* WORK TASK
What is needed here is an exact copy of all the records below.

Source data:
^^^^

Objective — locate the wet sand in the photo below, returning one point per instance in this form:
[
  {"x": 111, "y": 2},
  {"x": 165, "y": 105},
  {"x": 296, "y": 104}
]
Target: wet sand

^^^^

* OUTPUT OF THE TASK
Objective — locate the wet sand in the photo below, returning one point per instance in this form:
[
  {"x": 111, "y": 2},
  {"x": 165, "y": 105},
  {"x": 296, "y": 104}
]
Target: wet sand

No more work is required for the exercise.